▶ _INSTRUCTIONS FOR THE TASK_: Please format the lines below, starting at the line that contains "of the concrete" and ending at the line that contains "[[1061, 855]]", as a JSON list of strings with one string per line and blank lines omitted.

▶ _DATA FOR THIS EXERCISE_:
╔══

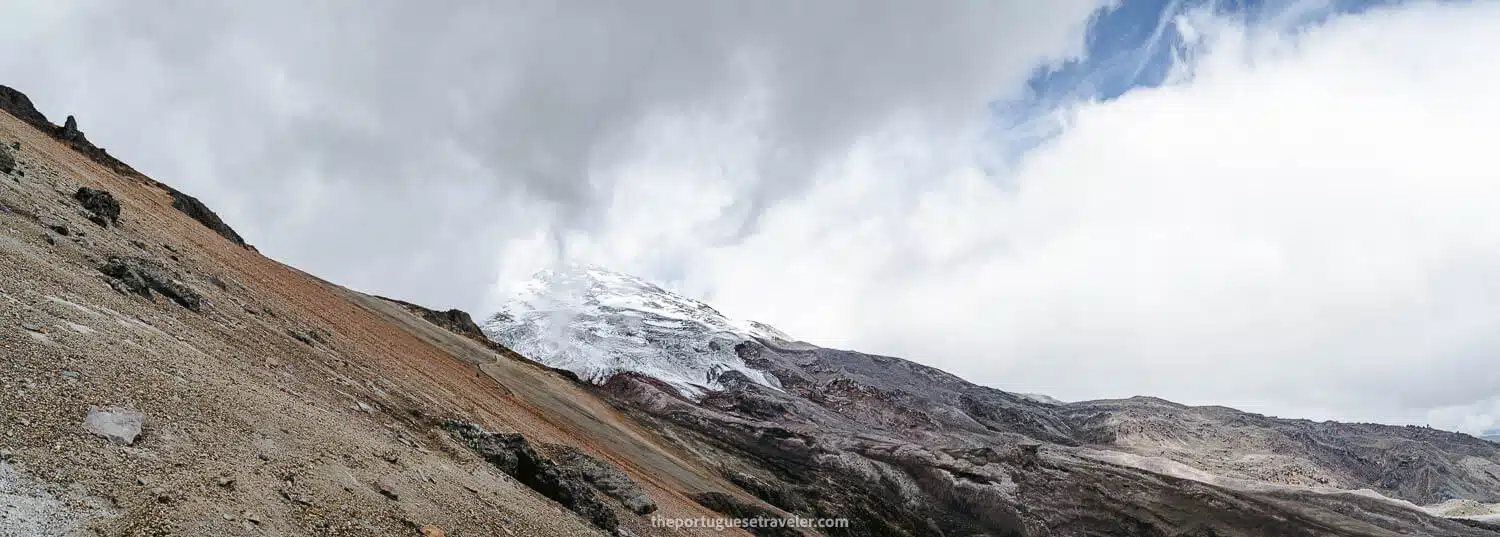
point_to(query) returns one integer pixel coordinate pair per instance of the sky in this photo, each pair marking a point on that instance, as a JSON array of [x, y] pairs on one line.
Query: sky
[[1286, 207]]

╚══
╔══

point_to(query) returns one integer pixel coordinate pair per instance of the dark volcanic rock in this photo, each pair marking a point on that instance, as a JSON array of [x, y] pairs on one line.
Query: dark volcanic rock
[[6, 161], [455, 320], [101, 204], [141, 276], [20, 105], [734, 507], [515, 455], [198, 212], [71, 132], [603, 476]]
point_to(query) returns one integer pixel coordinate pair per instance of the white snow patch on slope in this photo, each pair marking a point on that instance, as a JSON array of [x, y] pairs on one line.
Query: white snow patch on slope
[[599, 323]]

╚══
╔══

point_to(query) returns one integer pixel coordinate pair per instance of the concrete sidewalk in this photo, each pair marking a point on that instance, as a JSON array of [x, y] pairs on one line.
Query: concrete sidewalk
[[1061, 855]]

╚══

▶ _ANSWER TO THE TASK_:
[
  "point_to(query) returns one integer pixel coordinate pair per instance of the concrete sidewalk in this photo, each pair marking a point on that instance, as a JSON array of [x, y] pairs on one line.",
  "Query: concrete sidewalk",
  "[[1061, 855]]"
]